>> START Extract provided

Nighthawk Testing Checklist

Use this checklist to verify the orchestrated agent system works correctly.

Phase 1: Individual Agent Testing

Test 1.1: Classifier

Command:

@Nighthawk-Classifier How does AKS implement KMS encryption with customer-managed keys?

Expected Output:

SERVICE: AKS
CONFIDENCE: high
KEYWORDS: KMS encryption, customer-managed keys, Key Vault, encryption at rest, etcd
REASONING: Explicit AKS mention with specific security feature question.

Pass Criteria:

Correctly identifies service as AKS
Confidence is high
Relevant keywords extracted
Reasoning makes sense

Test 1.2: Classifier (Ambiguous)

Command:

@Nighthawk-Classifier How are storage accounts used in managed resource groups?

Expected Output:

SERVICE: ARO (or UNKNOWN with medium confidence)
CONFIDENCE: medium
KEYWORDS: storage accounts, managed resource group, cluster storage
REASONING: Managed resource group with storage accounts is ARO-specific pattern.

Pass Criteria:

Recognizes potential ambiguity
Provides reasoning
Keywords are relevant

Test 1.3: AKS Researcher

Command:

@Nighthawk-AKS-Researcher Research node bootstrapping process in AKS

Expected Behavior:

Clones/updates AKS repos to docs/ directory
Searches AgentBaker for bootstrapping logic
Returns structured findings with sources
Citations include GitHub file paths
No synthesis or report writing (just research)

>> END Extract provided

Job 1: Pick out every line in the records below that contains the string "arch", and copy each one.

>> START Data supplied

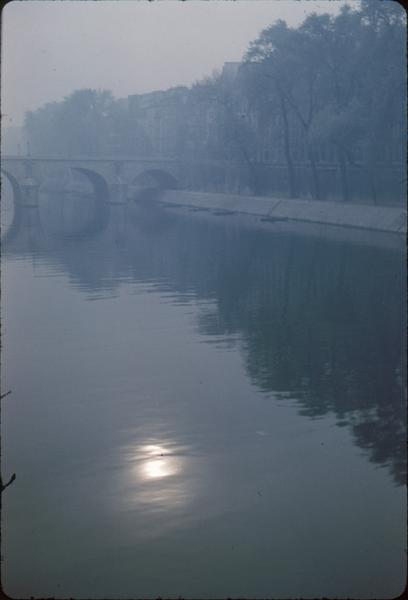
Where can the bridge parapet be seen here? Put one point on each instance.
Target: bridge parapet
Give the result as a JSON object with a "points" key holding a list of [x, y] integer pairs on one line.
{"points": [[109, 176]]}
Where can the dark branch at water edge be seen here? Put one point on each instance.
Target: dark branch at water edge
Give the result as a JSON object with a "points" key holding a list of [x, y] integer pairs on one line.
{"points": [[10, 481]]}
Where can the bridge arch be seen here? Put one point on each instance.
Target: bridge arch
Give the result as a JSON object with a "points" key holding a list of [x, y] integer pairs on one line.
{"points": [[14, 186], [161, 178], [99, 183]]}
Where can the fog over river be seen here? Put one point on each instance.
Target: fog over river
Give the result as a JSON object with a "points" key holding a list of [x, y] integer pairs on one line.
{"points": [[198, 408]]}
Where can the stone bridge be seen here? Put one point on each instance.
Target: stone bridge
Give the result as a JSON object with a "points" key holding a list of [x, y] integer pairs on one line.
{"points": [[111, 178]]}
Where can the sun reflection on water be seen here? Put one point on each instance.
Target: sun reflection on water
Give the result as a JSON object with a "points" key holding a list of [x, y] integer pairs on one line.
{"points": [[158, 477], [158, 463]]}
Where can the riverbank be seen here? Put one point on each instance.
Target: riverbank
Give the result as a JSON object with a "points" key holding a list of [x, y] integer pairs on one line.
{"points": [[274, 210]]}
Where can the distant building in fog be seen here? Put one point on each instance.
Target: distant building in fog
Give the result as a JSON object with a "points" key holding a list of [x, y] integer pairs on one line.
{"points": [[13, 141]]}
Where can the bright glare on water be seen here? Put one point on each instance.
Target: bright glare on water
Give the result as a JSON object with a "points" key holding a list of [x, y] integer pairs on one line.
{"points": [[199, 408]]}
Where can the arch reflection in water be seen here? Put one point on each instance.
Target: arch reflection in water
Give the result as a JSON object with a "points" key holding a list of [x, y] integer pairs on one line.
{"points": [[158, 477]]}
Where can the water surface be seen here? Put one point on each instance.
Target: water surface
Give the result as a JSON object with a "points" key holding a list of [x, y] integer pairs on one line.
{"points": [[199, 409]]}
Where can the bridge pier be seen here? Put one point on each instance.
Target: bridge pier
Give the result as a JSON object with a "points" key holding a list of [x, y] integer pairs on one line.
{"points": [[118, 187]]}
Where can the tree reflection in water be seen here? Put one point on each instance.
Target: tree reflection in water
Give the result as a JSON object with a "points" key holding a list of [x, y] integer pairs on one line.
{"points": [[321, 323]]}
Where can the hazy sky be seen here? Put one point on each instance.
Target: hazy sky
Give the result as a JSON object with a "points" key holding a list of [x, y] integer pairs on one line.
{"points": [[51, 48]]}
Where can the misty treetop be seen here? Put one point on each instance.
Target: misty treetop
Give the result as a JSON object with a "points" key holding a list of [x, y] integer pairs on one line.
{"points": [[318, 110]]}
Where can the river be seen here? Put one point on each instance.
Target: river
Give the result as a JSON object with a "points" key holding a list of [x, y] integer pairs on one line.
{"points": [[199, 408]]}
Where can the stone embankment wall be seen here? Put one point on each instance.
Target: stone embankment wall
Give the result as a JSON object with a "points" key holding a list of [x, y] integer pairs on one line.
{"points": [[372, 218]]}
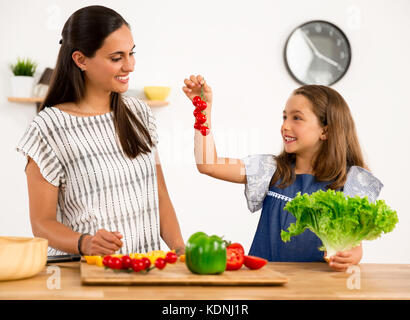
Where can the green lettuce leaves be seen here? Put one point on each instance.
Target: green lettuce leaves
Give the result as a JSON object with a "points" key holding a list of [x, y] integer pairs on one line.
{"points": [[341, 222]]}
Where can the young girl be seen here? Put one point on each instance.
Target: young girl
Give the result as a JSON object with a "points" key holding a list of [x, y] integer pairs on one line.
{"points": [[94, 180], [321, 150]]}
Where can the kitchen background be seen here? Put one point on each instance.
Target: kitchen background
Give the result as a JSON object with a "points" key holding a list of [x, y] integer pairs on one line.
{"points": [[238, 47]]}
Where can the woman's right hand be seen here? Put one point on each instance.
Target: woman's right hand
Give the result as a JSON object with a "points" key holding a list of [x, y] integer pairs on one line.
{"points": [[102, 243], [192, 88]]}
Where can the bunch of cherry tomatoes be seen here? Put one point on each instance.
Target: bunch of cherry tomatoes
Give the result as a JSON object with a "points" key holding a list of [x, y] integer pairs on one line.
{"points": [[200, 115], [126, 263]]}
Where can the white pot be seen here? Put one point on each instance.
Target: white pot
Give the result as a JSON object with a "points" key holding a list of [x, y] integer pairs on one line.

>> END Data supplied

Job 2: Continue the Nighthawk testing checklist above, starting right after its final line.

Result 1:
Where can the bridge arch be seen here? Put one point on each instance.
Target: bridge arch
Where can the arch reflection in water be seen here? Put one point on each instance.
Target: arch reflection in water

Result 2:
Verify:

ls docs/
# Should see: AKS, AgentBaker, cloud-provider-azure, azure-cli, azure-cli-extensions

Test 1.4: ARO Researcher

Command:

@Nighthawk-ARO-Researcher Research storage accounts in ARO managed resource groups

Expected Behavior:

Clones/updates ARO repos to docs/ directory
Searches ARO-RP for storage account logic
Returns structured findings with sources
Citations include GitHub file paths
References known patterns (cluster storage, image registry)

Verify:

ls docs/
# Should see: ARO-RP, azure-cli

Test 1.5: Synthesizer (Manual Input)

Command:

@Nighthawk-Synthesizer Create a report from these findings: [paste sample research output]

Expected Behavior:

Creates markdown file in notes/ directory
Includes mermaid diagrams if appropriate
Cites all sources from research
Does NOT add new research or web lookups
Returns synthesis summary

Pass Criteria:

File created: notes/Nighthawk-YYYY-MM-DD-<topic>.md
All sections present (overview, deep dive, findings, references)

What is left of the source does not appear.